» HOW TO COMPLETE THIS TASK
Report how many lines in the following entries contain "loon". Nothing else should be given.

[SOURCE DATA Boundary: Start]

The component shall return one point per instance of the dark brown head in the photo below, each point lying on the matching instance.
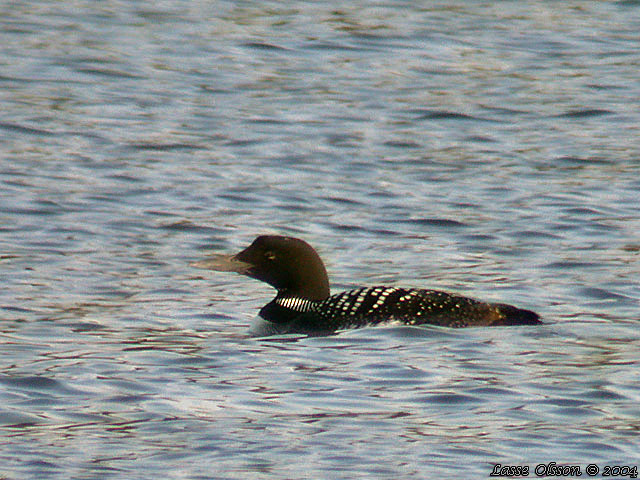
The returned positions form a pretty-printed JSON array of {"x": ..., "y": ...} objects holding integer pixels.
[{"x": 288, "y": 264}]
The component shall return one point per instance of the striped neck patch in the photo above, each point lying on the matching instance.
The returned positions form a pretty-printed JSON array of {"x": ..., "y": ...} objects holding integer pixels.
[{"x": 294, "y": 303}]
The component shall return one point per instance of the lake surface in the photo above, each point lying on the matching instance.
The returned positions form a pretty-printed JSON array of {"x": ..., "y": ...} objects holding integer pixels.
[{"x": 489, "y": 149}]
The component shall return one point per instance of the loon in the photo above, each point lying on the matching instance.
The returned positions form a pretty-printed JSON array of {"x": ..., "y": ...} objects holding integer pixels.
[{"x": 304, "y": 305}]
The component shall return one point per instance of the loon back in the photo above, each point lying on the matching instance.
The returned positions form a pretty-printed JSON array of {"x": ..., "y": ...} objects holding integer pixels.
[{"x": 303, "y": 303}]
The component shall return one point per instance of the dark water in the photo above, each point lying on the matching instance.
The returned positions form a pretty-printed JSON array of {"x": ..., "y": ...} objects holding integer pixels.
[{"x": 488, "y": 149}]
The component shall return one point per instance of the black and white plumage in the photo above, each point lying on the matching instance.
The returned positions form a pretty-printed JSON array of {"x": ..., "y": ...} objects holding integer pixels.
[{"x": 303, "y": 303}]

[SOURCE DATA Boundary: End]

» RESULT OF THIS TASK
2